→ Problem description
Return the exact lines spanning from the line with "Would you be able to point at the van windshield" through the last line of the entries, boundaries included, and no others.

Saved entries

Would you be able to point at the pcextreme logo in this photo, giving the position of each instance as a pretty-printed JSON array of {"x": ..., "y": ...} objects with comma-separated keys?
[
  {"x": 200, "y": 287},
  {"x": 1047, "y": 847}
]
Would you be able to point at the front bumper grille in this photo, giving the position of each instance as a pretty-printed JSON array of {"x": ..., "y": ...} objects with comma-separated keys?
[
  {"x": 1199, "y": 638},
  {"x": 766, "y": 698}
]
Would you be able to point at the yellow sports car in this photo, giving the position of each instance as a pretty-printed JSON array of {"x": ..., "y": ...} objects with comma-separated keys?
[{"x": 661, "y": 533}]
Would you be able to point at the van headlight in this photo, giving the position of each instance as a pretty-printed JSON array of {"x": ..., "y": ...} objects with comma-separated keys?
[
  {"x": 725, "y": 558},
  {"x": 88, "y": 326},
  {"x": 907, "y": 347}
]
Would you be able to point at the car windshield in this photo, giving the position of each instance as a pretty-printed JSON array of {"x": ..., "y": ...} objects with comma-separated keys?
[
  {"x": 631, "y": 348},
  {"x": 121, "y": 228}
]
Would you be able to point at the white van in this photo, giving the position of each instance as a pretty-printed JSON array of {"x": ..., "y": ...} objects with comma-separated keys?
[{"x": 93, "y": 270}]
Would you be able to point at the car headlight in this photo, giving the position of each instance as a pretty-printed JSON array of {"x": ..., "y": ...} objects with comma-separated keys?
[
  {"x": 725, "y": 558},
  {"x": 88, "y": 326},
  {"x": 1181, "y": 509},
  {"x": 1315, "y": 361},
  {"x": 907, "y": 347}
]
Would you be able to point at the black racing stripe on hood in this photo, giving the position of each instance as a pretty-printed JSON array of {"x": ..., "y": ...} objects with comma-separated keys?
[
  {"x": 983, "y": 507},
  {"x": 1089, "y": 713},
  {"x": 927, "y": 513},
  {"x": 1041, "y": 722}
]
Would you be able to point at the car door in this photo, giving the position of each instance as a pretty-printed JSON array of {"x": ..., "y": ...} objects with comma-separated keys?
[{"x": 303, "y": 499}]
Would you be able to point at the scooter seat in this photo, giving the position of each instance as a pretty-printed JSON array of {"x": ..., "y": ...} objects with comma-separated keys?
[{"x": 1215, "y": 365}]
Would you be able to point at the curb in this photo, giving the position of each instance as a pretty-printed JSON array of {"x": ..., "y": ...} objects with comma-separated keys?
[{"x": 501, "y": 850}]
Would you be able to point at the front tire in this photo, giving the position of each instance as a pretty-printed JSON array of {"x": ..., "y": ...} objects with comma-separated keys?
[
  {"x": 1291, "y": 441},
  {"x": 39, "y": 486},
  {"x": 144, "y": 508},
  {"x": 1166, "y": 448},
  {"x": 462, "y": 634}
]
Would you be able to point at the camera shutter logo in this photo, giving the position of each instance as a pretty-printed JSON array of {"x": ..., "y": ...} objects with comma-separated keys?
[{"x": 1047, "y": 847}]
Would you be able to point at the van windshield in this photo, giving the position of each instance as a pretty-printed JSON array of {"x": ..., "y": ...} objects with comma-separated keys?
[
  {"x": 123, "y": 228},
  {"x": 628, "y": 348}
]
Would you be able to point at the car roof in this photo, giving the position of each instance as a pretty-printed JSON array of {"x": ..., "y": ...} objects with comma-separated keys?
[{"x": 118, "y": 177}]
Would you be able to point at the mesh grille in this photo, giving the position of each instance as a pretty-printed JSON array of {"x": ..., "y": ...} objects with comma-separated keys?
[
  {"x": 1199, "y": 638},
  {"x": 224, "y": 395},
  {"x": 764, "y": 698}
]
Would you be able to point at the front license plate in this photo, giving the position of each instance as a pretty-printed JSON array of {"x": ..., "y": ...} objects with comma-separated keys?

→ Worked solution
Would you be able to point at the van windshield in this photo, giving the position of each instance as a pretty-printed JSON array of {"x": ..., "y": ...} objects with comma-separated keys?
[
  {"x": 123, "y": 228},
  {"x": 628, "y": 348}
]
Would you be able to point at the car roof in this photo, giving the position of each instance as a pretty-printed JSON array of {"x": ..., "y": ...} objects with comma-separated keys?
[{"x": 118, "y": 177}]
Would you be able to point at the mesh grille in this photo, giving the position of each instance as a pretty-printed JSON array of {"x": ..., "y": ...} objects with comma-separated keys?
[
  {"x": 1199, "y": 638},
  {"x": 224, "y": 395},
  {"x": 764, "y": 698}
]
Would you be able to point at the front license plate in this photo, giving the position of each instance as a pretty-printed JSON array of {"x": ..., "y": ...} objects with comma-separated keys?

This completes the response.